> **Excerpted records**:
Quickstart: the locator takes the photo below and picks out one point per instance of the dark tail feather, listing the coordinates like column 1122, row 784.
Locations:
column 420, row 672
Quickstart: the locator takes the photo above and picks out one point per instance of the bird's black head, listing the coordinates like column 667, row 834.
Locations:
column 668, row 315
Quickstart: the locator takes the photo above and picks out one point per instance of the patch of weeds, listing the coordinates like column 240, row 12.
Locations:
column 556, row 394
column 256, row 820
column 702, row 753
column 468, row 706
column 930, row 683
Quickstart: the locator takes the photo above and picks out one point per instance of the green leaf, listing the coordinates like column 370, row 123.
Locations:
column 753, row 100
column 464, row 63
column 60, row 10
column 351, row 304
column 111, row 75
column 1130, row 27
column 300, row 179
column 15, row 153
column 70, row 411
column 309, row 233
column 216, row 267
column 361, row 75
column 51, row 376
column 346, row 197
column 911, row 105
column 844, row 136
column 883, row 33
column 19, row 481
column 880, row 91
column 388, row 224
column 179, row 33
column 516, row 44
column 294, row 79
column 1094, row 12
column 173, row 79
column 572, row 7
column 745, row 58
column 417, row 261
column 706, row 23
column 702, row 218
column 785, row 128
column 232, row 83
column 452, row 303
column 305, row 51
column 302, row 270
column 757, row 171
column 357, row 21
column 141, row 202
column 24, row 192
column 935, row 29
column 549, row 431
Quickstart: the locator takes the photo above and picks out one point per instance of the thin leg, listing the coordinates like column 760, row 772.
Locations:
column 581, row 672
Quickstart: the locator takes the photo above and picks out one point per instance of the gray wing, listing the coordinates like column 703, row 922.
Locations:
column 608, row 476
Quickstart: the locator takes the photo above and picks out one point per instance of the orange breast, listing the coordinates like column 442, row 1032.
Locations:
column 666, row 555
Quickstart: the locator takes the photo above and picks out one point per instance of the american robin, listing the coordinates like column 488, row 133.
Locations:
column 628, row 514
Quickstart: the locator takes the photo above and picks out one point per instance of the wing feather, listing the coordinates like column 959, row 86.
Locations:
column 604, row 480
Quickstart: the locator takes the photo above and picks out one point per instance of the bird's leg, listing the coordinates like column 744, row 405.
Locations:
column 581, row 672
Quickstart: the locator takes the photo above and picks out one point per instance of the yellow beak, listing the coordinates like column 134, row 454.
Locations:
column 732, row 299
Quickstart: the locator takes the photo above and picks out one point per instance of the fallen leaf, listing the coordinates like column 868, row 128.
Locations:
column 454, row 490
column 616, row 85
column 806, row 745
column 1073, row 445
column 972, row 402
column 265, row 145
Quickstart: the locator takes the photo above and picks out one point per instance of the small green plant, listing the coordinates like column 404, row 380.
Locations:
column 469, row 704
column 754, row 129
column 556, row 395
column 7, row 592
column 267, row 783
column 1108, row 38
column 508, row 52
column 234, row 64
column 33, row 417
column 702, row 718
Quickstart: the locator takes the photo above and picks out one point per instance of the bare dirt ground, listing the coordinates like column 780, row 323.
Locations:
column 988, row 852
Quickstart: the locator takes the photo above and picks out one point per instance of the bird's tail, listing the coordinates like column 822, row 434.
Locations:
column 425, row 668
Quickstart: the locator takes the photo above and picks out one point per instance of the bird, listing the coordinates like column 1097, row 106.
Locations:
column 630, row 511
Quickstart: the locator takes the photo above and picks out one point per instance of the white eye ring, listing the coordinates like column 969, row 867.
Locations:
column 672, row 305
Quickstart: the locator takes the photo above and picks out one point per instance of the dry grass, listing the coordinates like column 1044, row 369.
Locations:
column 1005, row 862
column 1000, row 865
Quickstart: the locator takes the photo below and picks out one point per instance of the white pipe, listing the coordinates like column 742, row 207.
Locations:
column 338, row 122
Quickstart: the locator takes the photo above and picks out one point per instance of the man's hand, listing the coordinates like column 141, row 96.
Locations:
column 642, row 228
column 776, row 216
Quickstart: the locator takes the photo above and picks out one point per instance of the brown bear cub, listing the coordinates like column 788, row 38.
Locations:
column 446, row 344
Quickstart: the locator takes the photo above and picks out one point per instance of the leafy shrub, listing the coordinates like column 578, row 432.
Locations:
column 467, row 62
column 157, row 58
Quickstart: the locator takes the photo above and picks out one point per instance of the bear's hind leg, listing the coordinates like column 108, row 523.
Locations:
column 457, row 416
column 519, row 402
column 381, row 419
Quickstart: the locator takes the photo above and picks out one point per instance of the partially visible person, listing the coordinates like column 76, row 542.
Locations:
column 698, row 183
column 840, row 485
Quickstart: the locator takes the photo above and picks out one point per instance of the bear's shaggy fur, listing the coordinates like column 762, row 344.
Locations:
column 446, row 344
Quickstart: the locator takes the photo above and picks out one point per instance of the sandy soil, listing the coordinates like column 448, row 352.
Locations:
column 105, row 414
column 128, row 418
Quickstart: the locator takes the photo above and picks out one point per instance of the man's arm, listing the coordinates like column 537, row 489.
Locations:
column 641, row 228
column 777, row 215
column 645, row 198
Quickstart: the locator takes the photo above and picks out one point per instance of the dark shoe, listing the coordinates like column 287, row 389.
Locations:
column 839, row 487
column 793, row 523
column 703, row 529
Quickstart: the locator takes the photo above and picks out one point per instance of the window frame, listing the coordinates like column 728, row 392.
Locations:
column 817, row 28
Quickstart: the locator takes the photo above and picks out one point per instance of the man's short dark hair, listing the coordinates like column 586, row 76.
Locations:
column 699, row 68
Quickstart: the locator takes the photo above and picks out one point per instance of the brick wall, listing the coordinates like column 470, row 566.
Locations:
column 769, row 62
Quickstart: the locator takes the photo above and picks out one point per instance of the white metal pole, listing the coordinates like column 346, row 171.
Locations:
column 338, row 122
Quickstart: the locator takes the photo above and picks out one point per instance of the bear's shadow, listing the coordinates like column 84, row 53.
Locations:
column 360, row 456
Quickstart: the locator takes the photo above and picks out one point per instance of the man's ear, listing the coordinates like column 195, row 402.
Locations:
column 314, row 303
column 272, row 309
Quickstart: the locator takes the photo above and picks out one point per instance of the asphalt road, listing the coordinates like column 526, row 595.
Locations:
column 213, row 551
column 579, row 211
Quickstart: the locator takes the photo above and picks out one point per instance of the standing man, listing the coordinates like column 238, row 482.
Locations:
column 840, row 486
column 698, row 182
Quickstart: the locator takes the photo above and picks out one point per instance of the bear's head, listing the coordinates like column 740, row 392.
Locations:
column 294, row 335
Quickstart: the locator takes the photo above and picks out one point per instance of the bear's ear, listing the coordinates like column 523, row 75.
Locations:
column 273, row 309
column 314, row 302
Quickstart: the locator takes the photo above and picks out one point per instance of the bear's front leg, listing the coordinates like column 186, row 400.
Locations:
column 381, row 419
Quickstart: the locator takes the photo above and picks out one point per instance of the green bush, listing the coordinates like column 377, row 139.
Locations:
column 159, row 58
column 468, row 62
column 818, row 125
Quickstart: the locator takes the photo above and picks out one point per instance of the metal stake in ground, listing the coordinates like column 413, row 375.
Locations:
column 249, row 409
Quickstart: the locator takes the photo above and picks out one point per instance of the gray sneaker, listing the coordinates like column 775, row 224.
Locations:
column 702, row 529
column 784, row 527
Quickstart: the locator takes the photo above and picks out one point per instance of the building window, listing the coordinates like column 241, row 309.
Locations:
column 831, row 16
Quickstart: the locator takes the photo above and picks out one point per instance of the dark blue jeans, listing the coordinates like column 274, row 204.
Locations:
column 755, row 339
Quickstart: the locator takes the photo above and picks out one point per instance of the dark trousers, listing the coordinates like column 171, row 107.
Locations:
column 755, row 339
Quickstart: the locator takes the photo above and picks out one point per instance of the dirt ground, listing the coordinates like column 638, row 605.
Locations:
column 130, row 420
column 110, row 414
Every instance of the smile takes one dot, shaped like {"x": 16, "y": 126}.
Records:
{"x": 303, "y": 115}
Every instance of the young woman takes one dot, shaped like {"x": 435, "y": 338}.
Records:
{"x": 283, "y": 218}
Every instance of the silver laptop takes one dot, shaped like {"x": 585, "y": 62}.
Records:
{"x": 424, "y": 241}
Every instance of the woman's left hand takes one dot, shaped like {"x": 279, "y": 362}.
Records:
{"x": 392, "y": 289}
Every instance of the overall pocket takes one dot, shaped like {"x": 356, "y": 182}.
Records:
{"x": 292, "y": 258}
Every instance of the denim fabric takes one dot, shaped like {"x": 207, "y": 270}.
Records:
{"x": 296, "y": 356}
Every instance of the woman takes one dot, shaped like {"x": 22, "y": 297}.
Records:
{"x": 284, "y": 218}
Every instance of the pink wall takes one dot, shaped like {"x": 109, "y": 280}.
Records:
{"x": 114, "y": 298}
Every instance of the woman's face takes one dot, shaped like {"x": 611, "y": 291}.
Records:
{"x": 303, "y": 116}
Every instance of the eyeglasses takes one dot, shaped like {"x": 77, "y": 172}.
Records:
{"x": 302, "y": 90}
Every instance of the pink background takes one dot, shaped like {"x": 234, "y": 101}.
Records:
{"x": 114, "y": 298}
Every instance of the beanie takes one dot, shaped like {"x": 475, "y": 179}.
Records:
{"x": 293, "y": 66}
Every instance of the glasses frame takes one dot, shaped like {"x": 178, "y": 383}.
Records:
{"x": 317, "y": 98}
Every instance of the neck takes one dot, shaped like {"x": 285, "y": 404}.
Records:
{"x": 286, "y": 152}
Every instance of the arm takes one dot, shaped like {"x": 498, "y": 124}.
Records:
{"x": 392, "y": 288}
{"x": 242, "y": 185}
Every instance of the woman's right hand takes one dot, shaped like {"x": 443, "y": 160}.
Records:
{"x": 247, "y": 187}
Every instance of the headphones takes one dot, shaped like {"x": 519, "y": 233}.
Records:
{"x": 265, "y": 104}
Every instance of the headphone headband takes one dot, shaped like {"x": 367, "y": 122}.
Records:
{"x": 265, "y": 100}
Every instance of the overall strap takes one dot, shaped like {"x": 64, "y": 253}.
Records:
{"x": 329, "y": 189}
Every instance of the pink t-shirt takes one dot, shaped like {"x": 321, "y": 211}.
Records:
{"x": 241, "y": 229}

> **Exercise**: Each line from the one containing "Every instance of the eyeglasses" through the end of the entries, both included, is to be returned exactly, with no other lines.

> **The answer**:
Every instance of the eyeglasses takes one dot, shaped like {"x": 77, "y": 172}.
Records:
{"x": 302, "y": 90}
Every instance of the pink background takes one dot, shaped like {"x": 234, "y": 101}.
Records:
{"x": 114, "y": 298}
Every instance of the beanie takes one dot, shaped like {"x": 475, "y": 179}.
Records:
{"x": 293, "y": 66}
Every instance of the glasses frame takes one dot, shaped like {"x": 178, "y": 383}.
Records:
{"x": 317, "y": 98}
Every instance of the neck takes one dot, shaped like {"x": 285, "y": 404}.
Records:
{"x": 286, "y": 152}
Every instance of the arm takes one dot, shaped like {"x": 498, "y": 124}.
Records:
{"x": 392, "y": 288}
{"x": 242, "y": 185}
Every instance of the woman's right hand takes one dot, shaped like {"x": 443, "y": 160}.
Records:
{"x": 247, "y": 187}
Every instance of the headphones takes one dot, shaped like {"x": 519, "y": 233}.
Records:
{"x": 265, "y": 104}
Every instance of the headphone headband takes one dot, shaped like {"x": 367, "y": 122}.
Records:
{"x": 265, "y": 100}
Every instance of the overall strap takes one dot, shaped like {"x": 64, "y": 253}.
Records:
{"x": 329, "y": 189}
Every instance of the pink t-shirt takes one dot, shaped like {"x": 321, "y": 211}.
Records:
{"x": 241, "y": 229}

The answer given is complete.